_PROBLEM TO WORK ON_
Gather every line in the rows below that contains the word "nose". Case counts.

═════ RAW DATA

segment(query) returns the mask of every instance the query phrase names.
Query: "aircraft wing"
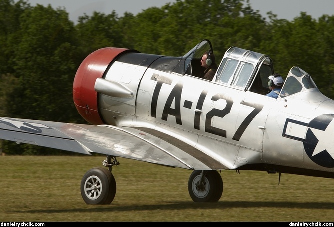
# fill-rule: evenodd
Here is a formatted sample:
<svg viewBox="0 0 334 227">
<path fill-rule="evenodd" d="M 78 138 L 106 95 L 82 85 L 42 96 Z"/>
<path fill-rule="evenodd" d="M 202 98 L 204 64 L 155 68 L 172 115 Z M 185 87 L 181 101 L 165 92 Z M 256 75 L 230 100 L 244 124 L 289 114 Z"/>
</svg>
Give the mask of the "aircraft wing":
<svg viewBox="0 0 334 227">
<path fill-rule="evenodd" d="M 88 155 L 95 152 L 188 169 L 227 168 L 199 150 L 175 138 L 176 145 L 133 128 L 0 117 L 0 139 Z M 184 144 L 180 145 L 182 143 Z"/>
</svg>

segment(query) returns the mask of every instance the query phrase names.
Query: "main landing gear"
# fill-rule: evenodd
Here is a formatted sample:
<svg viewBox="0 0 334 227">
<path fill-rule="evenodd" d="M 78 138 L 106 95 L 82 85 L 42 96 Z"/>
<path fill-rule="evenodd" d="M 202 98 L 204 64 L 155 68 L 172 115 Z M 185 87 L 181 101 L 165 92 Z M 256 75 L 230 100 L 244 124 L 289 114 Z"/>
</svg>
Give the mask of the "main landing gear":
<svg viewBox="0 0 334 227">
<path fill-rule="evenodd" d="M 194 202 L 217 202 L 223 193 L 223 180 L 216 170 L 195 170 L 189 177 L 188 191 Z"/>
<path fill-rule="evenodd" d="M 115 198 L 116 180 L 111 168 L 119 163 L 115 157 L 107 155 L 102 163 L 109 170 L 93 168 L 81 180 L 81 196 L 87 204 L 110 204 Z M 223 193 L 223 181 L 216 170 L 195 170 L 189 177 L 188 190 L 194 202 L 217 202 Z"/>
<path fill-rule="evenodd" d="M 116 195 L 116 180 L 111 167 L 119 165 L 115 157 L 107 155 L 102 162 L 109 170 L 101 167 L 88 170 L 81 180 L 81 192 L 87 204 L 110 204 Z"/>
</svg>

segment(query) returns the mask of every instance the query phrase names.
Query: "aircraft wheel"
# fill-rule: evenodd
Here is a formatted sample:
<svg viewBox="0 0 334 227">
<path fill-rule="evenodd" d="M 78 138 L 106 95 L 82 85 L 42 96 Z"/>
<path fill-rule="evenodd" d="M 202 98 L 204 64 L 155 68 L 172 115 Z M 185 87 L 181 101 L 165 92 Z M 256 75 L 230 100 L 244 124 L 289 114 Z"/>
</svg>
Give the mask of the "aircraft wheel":
<svg viewBox="0 0 334 227">
<path fill-rule="evenodd" d="M 81 196 L 87 204 L 109 204 L 115 198 L 116 187 L 116 180 L 110 171 L 93 168 L 81 180 Z"/>
<path fill-rule="evenodd" d="M 223 180 L 216 170 L 205 170 L 204 182 L 199 185 L 201 170 L 195 170 L 190 175 L 188 182 L 188 191 L 194 202 L 215 202 L 223 193 Z"/>
</svg>

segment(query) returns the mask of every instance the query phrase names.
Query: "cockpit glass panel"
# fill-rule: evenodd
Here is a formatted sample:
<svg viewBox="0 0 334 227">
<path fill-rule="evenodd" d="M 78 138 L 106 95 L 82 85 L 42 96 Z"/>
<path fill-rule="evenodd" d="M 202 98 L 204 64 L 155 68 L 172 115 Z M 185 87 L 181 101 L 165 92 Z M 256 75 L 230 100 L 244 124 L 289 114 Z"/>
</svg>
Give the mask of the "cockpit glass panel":
<svg viewBox="0 0 334 227">
<path fill-rule="evenodd" d="M 233 79 L 233 73 L 238 65 L 238 61 L 237 60 L 224 59 L 217 71 L 217 75 L 219 82 L 228 84 L 230 83 Z"/>
<path fill-rule="evenodd" d="M 245 88 L 252 75 L 254 68 L 252 64 L 241 62 L 238 72 L 232 82 L 232 85 L 238 88 Z"/>
</svg>

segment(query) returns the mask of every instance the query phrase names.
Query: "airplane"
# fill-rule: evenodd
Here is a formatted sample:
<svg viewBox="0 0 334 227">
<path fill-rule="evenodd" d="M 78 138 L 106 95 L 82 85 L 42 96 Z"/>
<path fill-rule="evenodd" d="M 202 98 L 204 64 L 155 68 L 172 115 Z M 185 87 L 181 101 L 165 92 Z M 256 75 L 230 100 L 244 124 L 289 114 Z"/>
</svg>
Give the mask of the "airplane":
<svg viewBox="0 0 334 227">
<path fill-rule="evenodd" d="M 223 170 L 334 178 L 334 101 L 311 76 L 292 67 L 275 99 L 265 95 L 274 73 L 269 56 L 231 47 L 209 81 L 199 76 L 208 50 L 207 39 L 179 57 L 96 50 L 73 86 L 87 124 L 0 117 L 0 139 L 106 155 L 81 180 L 88 205 L 114 200 L 117 157 L 192 171 L 195 202 L 219 200 Z"/>
</svg>

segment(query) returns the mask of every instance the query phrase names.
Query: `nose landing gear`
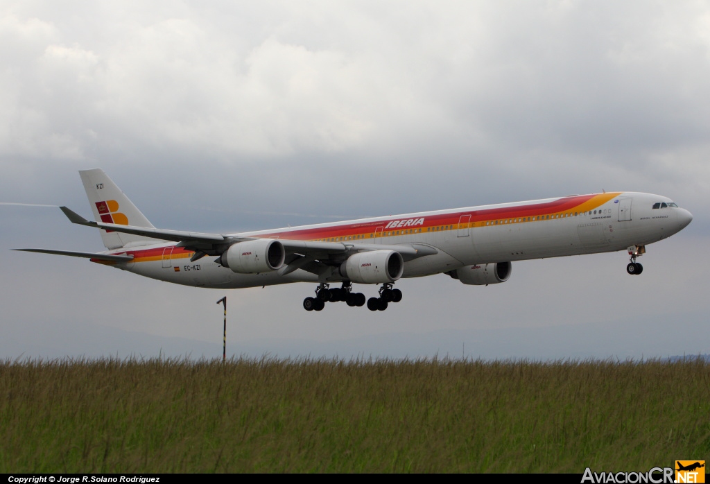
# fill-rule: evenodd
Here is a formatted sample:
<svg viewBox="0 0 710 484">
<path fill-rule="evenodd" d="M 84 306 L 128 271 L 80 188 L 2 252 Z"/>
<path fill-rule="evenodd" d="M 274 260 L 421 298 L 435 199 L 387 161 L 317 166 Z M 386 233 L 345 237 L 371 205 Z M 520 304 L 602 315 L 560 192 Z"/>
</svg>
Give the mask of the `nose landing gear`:
<svg viewBox="0 0 710 484">
<path fill-rule="evenodd" d="M 645 246 L 631 246 L 628 248 L 628 255 L 631 262 L 626 266 L 626 272 L 632 275 L 638 275 L 643 272 L 643 266 L 636 262 L 636 258 L 646 253 Z"/>
</svg>

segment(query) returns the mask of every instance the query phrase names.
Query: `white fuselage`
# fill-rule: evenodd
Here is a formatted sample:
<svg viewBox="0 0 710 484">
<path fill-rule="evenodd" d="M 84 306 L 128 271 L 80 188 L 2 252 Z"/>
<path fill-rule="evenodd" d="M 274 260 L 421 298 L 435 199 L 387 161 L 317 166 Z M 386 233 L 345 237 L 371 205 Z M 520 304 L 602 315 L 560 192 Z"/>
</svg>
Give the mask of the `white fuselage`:
<svg viewBox="0 0 710 484">
<path fill-rule="evenodd" d="M 671 207 L 654 209 L 655 204 Z M 408 260 L 403 277 L 429 275 L 474 264 L 510 262 L 625 250 L 668 237 L 686 226 L 689 212 L 668 198 L 645 193 L 574 195 L 513 204 L 284 228 L 239 234 L 264 238 L 331 242 L 347 246 L 417 244 L 436 253 Z M 241 274 L 214 257 L 190 261 L 194 251 L 173 243 L 141 245 L 106 253 L 125 254 L 129 262 L 104 264 L 176 284 L 239 288 L 285 282 L 330 282 L 332 273 L 302 269 Z"/>
</svg>

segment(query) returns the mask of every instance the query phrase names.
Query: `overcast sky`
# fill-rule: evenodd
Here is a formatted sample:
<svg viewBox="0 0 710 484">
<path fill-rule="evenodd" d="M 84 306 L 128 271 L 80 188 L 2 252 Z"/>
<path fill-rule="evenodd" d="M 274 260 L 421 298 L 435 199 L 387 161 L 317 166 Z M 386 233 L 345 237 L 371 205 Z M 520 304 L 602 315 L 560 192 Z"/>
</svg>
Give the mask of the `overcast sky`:
<svg viewBox="0 0 710 484">
<path fill-rule="evenodd" d="M 88 216 L 77 170 L 98 167 L 180 230 L 602 189 L 694 219 L 638 277 L 624 253 L 520 262 L 505 284 L 402 280 L 386 312 L 307 313 L 315 285 L 225 293 L 10 252 L 103 248 L 58 209 L 1 204 L 0 358 L 221 353 L 225 294 L 237 354 L 710 353 L 708 86 L 704 1 L 2 2 L 0 202 Z"/>
</svg>

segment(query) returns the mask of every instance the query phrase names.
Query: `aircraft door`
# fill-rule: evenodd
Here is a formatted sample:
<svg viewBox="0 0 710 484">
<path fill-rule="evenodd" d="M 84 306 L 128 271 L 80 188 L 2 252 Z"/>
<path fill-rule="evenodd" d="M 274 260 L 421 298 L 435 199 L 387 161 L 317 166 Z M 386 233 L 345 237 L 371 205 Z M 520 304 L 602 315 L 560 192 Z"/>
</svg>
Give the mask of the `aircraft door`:
<svg viewBox="0 0 710 484">
<path fill-rule="evenodd" d="M 633 199 L 619 199 L 619 221 L 625 222 L 631 220 L 631 202 Z"/>
<path fill-rule="evenodd" d="M 382 243 L 382 231 L 383 226 L 379 226 L 375 229 L 375 243 Z"/>
<path fill-rule="evenodd" d="M 471 214 L 462 215 L 459 219 L 459 236 L 468 237 L 469 233 L 469 223 L 471 222 Z"/>
<path fill-rule="evenodd" d="M 163 267 L 170 268 L 173 267 L 173 261 L 170 259 L 173 258 L 173 249 L 174 247 L 166 247 L 163 249 Z"/>
</svg>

══════════

_TASK OUTPUT_
Query: `nose landing gear`
Give the mask of the `nose landing gear`:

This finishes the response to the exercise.